EXERCISE:
List the five criteria that the G20 entrepreneurship passage below says the study used to assess every country.

Entrepreneurs are calling upon Group of Twenty (G20) leaders to foster job creation and economic growth in the world. This call is in the EY (Ernst & Young) “G20 Entrepreneurship Barometer 2013” study. The main reason why this should be done is high unemployment and low economic growth in many countries.
It will be recalled that this study offered a new approach to assessing every country by five criteria: access to funding, entrepreneurship culture, tax and regulation, education and training, and coordinated support. A total of 1,500 leading G20 entrepreneurs were polled and over 40 recommendations were drawn up.
“Despite their differences, there are many common challenges for entrepreneurs and governments across the G20. For most countries the agenda remains closely focused on job creation and the barometer highlights that there are things the public and private sector can do simply by learning from each other. Easier access to funding, simplified regulation and taxes, and bolstered education and training, have already helped to improve the entrepreneurial ecosystem in many countries and governments are already closely connected. But they need to exchange best practices and avoid any pitfalls or unintended consequences that others have already encountered,” says Uschi Schreiber, Ernst and Young’s Global Government and Public Sector Leader.
Across the G20, the best ecosystems for entrepreneurship exist in Australia, Canada, South Korea, the UK, and the US. The US leads the barometer in terms of access to funding and entrepreneurship culture and France is top for education and training.
However, rapid-growth markets are closing the gap and making the fastest improvements to their entrepreneurial environments. Saudi Arabia is perceived to be the most attractive in terms of tax and regulation due to its low corporate tax rates and simplified regulations. Within the final pillar, providing “coordinated support,” including mentoring and peer to peer networks, Russia scores highest, followed by Mexico and Brazil.

SUPPLIED MATERIAL:
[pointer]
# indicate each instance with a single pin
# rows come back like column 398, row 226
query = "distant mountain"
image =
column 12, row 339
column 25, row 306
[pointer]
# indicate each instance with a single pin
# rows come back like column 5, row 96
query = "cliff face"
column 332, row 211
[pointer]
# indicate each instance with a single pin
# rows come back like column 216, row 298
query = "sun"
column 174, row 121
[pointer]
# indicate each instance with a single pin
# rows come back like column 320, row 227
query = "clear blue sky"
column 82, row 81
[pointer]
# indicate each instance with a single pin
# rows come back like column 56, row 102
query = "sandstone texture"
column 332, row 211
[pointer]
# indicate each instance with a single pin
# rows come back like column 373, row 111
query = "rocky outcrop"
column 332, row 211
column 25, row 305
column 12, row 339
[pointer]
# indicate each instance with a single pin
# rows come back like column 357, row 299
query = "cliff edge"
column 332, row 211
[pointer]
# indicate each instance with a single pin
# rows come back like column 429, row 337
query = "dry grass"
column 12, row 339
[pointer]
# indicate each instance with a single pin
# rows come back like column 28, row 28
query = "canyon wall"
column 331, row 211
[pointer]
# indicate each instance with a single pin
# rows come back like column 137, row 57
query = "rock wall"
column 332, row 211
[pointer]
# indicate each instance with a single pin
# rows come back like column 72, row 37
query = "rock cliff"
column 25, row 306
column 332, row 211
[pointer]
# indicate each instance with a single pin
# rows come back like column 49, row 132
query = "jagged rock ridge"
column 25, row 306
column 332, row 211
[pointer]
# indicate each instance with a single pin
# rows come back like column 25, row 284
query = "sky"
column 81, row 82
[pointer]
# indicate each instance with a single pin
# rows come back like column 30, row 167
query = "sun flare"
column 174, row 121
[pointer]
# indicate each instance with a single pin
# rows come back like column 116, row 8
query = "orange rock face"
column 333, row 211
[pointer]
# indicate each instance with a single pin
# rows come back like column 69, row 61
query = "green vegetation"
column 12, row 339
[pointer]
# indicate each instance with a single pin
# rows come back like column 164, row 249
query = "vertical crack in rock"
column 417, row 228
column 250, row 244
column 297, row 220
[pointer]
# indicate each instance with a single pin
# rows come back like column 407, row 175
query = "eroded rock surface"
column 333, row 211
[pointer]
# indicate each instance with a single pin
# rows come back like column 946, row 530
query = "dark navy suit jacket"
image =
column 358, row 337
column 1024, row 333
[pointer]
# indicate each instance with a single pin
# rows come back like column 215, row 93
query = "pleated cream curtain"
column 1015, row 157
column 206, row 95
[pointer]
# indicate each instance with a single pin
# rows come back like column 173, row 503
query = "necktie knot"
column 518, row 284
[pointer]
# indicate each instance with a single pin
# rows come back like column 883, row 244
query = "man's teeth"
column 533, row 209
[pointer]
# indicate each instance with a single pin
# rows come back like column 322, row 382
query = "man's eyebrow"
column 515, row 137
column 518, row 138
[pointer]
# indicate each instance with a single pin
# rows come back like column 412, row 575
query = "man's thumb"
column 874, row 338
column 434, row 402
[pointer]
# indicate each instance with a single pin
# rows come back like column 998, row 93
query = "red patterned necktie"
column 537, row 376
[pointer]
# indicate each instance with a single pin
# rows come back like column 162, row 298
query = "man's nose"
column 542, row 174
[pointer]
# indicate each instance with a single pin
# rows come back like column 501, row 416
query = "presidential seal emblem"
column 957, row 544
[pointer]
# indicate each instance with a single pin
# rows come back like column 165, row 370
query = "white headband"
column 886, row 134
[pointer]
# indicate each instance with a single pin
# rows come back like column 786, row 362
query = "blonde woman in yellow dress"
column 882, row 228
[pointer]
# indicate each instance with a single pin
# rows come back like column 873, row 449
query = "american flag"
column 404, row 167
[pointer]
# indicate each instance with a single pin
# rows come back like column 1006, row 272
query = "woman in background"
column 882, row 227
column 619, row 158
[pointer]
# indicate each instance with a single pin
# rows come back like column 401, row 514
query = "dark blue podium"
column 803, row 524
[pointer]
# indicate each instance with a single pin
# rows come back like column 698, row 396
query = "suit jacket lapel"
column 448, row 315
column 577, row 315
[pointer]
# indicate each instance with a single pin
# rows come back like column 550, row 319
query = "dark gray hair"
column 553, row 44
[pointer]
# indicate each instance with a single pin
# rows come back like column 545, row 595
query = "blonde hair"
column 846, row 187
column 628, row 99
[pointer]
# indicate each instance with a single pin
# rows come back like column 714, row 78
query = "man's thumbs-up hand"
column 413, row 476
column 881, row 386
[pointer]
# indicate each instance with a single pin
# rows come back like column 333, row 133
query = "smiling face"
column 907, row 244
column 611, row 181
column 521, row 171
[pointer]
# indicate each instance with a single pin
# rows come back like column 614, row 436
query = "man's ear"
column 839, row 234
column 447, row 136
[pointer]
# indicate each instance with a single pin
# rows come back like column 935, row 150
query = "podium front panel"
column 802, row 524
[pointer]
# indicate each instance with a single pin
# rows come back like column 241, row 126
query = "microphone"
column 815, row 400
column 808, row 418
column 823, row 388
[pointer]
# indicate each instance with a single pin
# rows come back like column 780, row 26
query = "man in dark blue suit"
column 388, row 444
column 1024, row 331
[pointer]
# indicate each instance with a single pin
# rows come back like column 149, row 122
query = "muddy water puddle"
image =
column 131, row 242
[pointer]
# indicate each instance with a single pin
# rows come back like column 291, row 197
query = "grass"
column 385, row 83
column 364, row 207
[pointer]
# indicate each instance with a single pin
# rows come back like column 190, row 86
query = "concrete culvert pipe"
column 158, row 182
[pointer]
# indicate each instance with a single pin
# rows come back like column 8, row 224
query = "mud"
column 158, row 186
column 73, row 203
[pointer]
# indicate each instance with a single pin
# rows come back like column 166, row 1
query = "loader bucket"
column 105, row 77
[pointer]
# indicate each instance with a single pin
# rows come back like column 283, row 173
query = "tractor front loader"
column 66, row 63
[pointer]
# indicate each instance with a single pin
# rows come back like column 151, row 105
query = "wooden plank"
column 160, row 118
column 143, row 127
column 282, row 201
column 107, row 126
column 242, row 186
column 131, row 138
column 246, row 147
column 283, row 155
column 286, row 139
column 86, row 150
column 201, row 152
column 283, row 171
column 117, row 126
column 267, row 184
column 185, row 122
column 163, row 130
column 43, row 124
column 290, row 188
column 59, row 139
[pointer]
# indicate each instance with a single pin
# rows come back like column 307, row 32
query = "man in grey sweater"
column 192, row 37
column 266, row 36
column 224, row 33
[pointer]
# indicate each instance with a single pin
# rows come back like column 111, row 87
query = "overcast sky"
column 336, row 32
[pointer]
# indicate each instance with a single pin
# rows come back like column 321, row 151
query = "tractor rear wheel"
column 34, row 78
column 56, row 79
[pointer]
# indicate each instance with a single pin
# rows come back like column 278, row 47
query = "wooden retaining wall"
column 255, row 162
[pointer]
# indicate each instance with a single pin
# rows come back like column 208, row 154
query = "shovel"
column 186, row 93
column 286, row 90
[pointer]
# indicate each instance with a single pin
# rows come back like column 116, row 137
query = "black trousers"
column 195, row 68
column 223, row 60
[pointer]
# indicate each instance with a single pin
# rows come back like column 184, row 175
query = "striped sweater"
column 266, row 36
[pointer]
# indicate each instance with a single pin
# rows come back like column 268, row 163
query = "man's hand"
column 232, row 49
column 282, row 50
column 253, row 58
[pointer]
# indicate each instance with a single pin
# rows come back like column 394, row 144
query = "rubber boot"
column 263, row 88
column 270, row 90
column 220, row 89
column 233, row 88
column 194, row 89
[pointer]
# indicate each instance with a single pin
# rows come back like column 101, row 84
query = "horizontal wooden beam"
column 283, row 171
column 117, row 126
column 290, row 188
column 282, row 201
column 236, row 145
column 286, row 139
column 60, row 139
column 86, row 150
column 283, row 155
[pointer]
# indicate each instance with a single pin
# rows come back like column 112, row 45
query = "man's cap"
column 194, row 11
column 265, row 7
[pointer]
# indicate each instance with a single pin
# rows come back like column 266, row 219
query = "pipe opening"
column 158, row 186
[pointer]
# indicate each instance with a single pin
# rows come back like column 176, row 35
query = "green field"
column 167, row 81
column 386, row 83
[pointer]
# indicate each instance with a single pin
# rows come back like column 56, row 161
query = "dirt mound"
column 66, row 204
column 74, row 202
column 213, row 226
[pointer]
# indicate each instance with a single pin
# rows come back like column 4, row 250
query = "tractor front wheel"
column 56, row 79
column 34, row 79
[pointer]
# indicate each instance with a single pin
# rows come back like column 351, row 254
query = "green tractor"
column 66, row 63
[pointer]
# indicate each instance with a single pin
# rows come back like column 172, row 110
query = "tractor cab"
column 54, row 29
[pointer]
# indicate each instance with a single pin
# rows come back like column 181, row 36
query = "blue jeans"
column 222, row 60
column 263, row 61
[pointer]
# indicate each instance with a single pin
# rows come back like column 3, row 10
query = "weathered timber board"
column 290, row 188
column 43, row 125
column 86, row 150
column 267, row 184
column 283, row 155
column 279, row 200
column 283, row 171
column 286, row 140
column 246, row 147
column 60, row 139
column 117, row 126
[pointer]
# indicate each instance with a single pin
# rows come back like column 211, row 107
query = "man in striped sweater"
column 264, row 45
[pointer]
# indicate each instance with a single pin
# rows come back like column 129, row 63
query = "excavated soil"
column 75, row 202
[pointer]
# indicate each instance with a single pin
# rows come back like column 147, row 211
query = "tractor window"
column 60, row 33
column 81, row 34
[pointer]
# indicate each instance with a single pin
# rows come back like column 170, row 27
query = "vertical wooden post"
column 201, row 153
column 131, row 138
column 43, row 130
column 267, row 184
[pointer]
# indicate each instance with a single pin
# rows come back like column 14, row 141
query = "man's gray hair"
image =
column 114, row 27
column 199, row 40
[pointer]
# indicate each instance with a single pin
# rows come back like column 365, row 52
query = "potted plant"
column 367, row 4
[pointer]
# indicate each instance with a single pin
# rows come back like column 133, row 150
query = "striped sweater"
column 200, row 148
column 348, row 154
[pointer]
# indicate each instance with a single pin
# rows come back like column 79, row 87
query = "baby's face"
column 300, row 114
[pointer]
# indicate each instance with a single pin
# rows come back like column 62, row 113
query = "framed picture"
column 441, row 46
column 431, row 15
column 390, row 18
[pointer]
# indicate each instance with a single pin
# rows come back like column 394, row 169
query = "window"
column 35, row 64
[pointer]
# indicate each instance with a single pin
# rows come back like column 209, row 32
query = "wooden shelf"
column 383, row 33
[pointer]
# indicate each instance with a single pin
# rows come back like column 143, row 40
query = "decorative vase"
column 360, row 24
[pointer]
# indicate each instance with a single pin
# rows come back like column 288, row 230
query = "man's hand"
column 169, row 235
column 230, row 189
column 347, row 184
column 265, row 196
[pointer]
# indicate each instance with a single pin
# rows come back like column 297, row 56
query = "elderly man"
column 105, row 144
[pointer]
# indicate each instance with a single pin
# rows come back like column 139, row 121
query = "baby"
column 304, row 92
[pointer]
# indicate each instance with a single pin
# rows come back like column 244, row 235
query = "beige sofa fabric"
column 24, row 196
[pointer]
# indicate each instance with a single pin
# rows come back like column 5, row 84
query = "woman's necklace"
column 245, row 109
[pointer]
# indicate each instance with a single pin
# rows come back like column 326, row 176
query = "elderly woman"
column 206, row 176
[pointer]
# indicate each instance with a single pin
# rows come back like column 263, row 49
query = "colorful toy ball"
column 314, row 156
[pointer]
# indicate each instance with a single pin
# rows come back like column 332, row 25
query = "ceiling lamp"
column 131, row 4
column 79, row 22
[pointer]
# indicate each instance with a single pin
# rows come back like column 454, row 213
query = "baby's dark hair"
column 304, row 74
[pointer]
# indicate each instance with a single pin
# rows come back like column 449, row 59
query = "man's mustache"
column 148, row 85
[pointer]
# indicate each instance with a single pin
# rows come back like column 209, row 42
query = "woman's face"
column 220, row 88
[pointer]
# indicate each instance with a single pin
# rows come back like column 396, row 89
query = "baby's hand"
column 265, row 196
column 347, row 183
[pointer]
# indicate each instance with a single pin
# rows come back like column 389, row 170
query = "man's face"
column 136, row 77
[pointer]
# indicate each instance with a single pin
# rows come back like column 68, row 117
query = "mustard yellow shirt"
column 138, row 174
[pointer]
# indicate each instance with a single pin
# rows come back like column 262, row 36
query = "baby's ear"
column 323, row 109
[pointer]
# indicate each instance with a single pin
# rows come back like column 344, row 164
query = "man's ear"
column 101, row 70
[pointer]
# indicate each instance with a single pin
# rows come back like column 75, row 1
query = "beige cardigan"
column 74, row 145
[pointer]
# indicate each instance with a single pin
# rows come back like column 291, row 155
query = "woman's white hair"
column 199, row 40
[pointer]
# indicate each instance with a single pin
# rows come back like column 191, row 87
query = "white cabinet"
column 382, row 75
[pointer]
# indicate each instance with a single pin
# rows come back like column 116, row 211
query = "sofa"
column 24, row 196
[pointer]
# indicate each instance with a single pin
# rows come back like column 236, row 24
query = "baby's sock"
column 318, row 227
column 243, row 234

FULL SOLUTION:
access to funding, entrepreneurship culture, tax and regulation, education and training, coordinated support